• [Extrait]:
- - - -

LES LONGUES DENTS DES JEUNES LOUPS

Guillaume Soro et Charles Blé Goudé ont longtemps joué à se faire peur, ainsi que tout Ivoirien le sait. L’anecdote fait remonter leur inimitié aussi loin qu’à l’époque où ils étaient étudiants à l’Université, à Abidjan. Que le fait soit vrai ou faux, il demeure que l’ambition politique qui dévore chacun est née et s’est accrue dès leur première passe d’armes. Car il y eut bien cette première fois où leurs chemins se croisèrent et se séparèrent. Avec la tenace promesse de croiser à nouveau les fers « quand on aura trente… » ainsi que le dit la chanson ! Et ce temps semble être venu, un temps dont il faut souhaiter qu’il soit seulement celui d’une confrontation ; et non point celui de la déflagration. Parce qu’entretemps Soro a d’ores et déjà engagé toutes ses (dernières) forces dans l’épreuve comme s’il n’avait plus rien à perdre. Or donc de l’autre côté on voit un Blé Goudé serein- il détient un portefeuille, lui, et annonce qu’il veut mettre les jeunes au travail- tout le contraire de ce qu’il a toujours été. Le ton s’est inversé, l’agitateur n’est plus Blé Goudé, le modéré n’est finalement plus Soro. La roue parait avoir définitivement tourné.

- - - -

• [Données fournies]:
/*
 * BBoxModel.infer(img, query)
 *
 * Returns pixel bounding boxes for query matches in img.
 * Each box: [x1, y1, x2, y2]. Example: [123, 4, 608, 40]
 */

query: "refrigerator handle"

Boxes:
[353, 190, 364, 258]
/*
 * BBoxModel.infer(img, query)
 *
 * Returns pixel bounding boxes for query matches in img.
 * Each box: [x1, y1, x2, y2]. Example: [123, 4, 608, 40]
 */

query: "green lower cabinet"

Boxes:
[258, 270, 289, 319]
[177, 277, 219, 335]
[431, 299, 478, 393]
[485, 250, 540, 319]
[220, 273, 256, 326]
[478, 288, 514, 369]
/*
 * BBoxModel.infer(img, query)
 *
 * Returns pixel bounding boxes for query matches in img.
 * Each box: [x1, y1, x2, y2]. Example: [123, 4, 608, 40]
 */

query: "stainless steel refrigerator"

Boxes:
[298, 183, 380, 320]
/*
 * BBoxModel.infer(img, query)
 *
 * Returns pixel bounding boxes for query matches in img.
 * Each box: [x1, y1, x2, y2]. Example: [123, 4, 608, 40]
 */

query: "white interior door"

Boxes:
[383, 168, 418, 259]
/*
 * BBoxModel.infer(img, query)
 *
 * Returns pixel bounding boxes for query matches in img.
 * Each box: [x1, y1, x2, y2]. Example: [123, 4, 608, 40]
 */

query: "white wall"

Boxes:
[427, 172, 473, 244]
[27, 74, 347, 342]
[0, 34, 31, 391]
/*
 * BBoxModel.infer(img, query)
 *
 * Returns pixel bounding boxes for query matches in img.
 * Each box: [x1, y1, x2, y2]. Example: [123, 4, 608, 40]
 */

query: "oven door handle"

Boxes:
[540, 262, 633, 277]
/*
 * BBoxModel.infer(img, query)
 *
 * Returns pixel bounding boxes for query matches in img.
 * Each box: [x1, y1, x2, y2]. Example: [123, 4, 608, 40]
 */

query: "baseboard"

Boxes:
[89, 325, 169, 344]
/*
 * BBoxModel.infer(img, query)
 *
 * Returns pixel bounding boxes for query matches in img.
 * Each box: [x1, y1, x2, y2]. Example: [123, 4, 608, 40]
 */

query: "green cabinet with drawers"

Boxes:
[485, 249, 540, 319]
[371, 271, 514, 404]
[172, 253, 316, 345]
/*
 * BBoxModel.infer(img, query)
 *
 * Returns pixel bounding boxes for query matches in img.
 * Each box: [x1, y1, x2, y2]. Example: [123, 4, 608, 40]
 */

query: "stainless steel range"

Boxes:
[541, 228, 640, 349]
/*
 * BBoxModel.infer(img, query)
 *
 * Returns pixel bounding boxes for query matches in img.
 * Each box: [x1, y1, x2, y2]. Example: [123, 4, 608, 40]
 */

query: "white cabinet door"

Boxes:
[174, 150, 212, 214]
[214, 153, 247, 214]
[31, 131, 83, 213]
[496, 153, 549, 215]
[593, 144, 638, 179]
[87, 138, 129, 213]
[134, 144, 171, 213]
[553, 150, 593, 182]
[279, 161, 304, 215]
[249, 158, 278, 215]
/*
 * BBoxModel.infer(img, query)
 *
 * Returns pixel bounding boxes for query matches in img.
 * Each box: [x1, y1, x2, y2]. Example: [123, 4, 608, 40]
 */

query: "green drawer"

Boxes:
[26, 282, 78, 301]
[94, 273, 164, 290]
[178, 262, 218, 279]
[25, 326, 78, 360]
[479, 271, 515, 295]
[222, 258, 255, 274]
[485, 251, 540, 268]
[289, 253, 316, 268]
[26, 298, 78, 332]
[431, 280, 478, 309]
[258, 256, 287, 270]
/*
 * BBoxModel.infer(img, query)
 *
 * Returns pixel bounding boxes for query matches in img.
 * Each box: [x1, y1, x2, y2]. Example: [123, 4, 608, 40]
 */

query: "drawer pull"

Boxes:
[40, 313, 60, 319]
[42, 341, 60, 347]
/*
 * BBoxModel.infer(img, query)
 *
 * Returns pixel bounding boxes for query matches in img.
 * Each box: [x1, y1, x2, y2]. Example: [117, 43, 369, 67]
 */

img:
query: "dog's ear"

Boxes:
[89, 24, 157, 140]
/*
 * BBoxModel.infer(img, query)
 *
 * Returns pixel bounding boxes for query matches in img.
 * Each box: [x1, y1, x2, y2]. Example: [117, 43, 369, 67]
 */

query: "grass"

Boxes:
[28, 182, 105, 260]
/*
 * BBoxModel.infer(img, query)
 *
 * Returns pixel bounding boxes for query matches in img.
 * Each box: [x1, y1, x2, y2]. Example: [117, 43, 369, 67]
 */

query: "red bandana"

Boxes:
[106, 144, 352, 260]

- - - -

• [Consignes de l'exercice]:
Répondez aux questions suivantes à partir de l'extrait.
(a) Selon l'anecdote, où Guillaume Soro et Charles Blé Goudé étaient-ils étudiants ?
(b) Que détient Blé Goudé ?
(c) Qui n'est plus l'agitateur ?

• [Corrigé de l'exercice]:
(a) Ils étaient étudiants à l'Université, à Abidjan.
(b) Il détient un portefeuille.
(c) L'agitateur n'est plus Blé Goudé.